__Task material__
<<<<

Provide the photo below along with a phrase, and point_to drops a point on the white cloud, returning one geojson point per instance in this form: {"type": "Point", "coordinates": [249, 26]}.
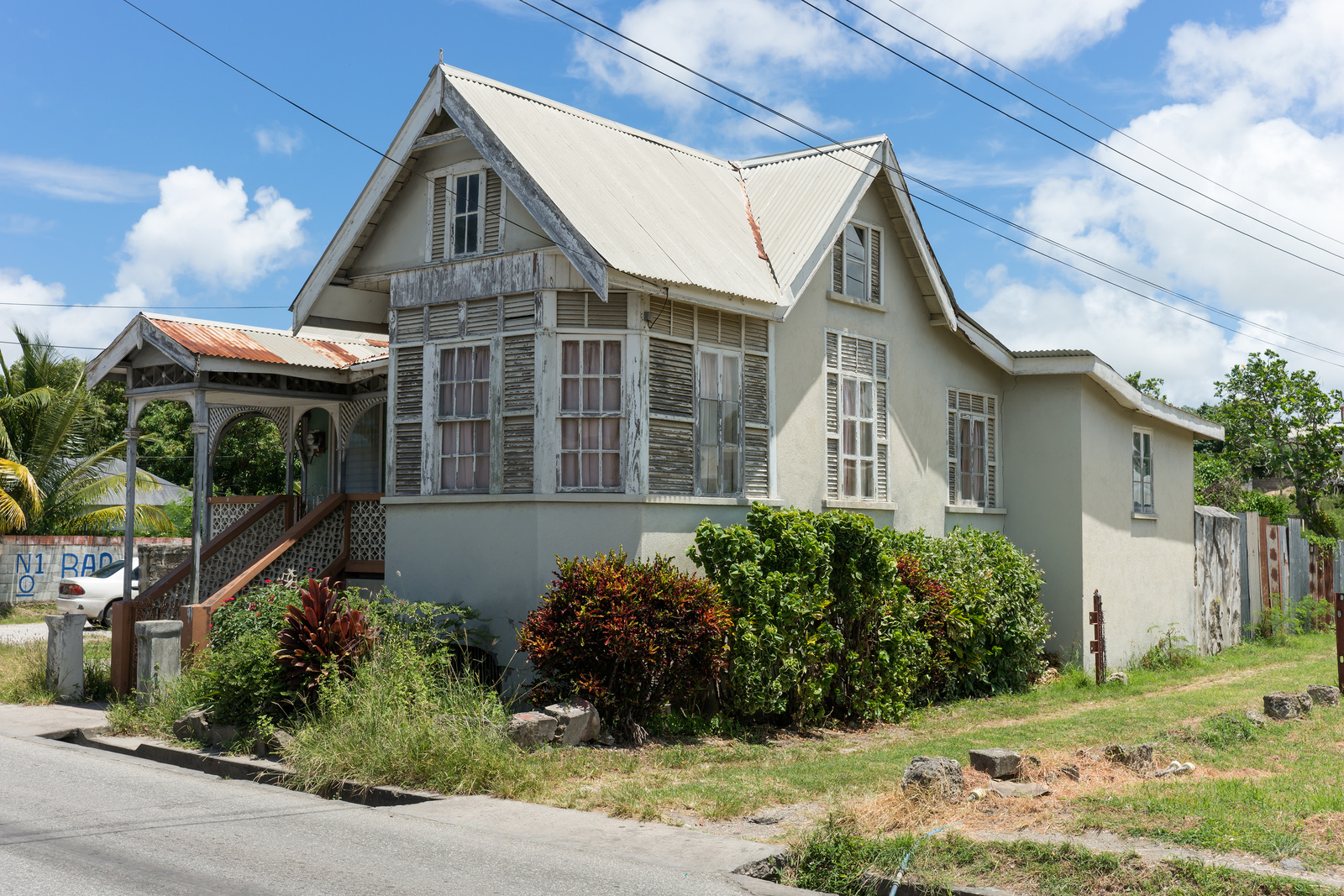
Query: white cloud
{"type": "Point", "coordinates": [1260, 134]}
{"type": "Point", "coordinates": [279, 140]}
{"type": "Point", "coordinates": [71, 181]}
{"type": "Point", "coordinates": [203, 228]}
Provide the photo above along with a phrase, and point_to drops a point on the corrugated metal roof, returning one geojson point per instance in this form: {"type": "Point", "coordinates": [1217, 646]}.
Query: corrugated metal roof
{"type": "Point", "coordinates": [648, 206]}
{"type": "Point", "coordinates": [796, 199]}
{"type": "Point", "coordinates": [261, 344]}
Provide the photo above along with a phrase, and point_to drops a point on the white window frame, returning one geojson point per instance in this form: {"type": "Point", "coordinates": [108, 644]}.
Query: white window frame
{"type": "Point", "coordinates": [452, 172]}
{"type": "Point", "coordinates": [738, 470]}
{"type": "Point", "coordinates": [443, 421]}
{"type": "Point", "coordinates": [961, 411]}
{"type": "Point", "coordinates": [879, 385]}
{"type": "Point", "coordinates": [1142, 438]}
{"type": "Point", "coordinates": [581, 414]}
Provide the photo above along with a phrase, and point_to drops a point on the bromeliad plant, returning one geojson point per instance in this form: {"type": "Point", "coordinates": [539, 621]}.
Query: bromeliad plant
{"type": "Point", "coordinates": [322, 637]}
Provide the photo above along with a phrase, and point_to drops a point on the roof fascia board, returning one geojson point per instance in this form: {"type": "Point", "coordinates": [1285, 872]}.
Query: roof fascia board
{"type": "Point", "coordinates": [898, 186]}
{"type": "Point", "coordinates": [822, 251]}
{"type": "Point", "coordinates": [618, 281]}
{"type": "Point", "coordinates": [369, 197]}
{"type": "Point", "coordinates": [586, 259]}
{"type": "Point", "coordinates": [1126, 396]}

>>>>
<<<<

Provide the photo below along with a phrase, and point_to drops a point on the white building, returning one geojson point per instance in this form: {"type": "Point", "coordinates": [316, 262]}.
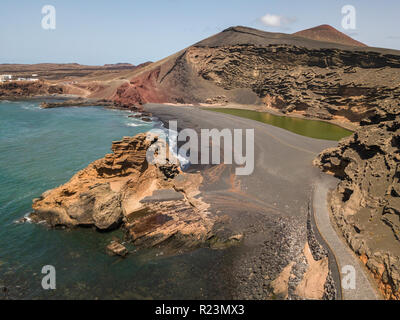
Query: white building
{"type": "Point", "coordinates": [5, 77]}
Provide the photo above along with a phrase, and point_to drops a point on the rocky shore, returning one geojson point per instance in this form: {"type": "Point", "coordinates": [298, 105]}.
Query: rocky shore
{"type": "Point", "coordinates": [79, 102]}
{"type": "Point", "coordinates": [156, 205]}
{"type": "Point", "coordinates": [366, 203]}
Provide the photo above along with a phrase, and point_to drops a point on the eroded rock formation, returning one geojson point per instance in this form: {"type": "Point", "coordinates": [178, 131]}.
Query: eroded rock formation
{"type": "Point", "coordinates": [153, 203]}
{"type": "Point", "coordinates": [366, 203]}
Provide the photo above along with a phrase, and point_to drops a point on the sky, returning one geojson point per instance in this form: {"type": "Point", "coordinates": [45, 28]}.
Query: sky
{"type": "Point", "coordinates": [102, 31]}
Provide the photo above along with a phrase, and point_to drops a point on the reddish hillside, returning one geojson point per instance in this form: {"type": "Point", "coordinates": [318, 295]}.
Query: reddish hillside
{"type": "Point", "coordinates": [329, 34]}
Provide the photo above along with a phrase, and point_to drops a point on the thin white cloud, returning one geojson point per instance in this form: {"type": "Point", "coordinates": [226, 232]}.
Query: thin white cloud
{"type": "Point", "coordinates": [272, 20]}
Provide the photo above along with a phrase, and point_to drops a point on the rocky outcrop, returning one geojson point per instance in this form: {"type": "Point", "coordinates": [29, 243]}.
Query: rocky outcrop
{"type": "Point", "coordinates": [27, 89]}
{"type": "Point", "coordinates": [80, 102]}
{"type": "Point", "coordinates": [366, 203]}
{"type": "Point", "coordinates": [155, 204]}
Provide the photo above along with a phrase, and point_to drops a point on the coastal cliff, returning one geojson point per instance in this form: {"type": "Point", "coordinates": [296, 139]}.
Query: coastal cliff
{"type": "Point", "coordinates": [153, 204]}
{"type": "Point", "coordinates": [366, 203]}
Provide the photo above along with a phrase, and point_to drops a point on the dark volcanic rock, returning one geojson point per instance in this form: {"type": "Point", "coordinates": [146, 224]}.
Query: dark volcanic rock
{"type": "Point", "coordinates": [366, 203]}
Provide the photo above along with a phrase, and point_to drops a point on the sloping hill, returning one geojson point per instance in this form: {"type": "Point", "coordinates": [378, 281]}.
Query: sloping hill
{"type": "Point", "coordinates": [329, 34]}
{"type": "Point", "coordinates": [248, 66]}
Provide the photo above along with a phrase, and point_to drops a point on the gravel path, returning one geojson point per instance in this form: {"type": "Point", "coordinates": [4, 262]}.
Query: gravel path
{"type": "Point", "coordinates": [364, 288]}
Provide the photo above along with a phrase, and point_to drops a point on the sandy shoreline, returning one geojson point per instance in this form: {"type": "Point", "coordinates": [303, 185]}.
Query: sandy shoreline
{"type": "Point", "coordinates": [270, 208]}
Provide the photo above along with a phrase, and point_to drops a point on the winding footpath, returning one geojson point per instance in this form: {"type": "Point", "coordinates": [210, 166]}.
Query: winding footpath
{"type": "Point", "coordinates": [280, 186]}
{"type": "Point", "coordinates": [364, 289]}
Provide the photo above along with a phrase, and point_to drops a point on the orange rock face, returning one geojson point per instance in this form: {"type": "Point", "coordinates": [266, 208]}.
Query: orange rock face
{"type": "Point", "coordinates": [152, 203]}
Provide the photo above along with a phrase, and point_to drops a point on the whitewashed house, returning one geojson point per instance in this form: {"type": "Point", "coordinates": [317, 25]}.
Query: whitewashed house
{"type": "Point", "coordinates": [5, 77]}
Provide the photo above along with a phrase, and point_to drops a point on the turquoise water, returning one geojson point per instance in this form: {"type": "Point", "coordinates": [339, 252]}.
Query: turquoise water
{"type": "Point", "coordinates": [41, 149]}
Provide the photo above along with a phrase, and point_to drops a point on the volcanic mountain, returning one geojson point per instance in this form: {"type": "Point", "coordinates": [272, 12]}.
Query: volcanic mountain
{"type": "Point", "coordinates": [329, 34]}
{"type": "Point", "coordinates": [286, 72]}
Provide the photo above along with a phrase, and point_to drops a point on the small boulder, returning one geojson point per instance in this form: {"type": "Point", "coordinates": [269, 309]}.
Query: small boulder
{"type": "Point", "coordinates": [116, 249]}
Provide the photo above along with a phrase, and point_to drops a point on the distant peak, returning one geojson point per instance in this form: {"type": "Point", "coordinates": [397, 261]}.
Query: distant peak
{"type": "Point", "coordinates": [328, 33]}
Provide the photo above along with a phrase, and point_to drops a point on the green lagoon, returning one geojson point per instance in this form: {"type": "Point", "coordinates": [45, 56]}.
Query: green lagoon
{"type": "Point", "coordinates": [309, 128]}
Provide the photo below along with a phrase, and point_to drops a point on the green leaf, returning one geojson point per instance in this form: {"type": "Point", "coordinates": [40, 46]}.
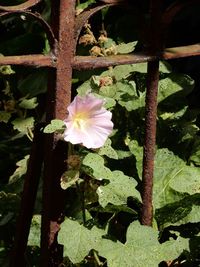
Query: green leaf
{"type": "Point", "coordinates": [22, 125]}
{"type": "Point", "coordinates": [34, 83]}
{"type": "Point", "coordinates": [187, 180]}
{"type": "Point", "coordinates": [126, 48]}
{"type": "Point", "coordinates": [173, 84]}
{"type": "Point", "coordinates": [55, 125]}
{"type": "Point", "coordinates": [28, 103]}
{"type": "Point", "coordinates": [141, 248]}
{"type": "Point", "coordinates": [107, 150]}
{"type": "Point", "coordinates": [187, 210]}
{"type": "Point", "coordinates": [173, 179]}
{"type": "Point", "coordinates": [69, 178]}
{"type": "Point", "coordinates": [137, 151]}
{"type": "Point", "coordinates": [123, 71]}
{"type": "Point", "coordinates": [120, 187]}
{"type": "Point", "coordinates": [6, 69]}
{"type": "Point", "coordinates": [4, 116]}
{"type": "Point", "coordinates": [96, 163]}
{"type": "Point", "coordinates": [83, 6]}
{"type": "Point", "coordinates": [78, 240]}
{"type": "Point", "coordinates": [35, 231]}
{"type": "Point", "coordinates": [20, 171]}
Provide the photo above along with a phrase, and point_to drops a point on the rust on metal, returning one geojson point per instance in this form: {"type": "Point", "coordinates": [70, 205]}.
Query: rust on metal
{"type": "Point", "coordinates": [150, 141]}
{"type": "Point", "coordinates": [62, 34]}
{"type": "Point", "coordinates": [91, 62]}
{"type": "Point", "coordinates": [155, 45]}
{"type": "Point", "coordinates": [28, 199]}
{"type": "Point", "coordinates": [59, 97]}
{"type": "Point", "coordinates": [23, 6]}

>>>>

Which lines in the records contain the string "leaf"? Return each of those lines in full, treating uppercase and lowercase as different.

__Reply to the task__
Provide the photo below along with a phrase, and point_to drops a point on the green leaf, returning one geojson point per instance in this form: {"type": "Point", "coordinates": [40, 46]}.
Query: green leaf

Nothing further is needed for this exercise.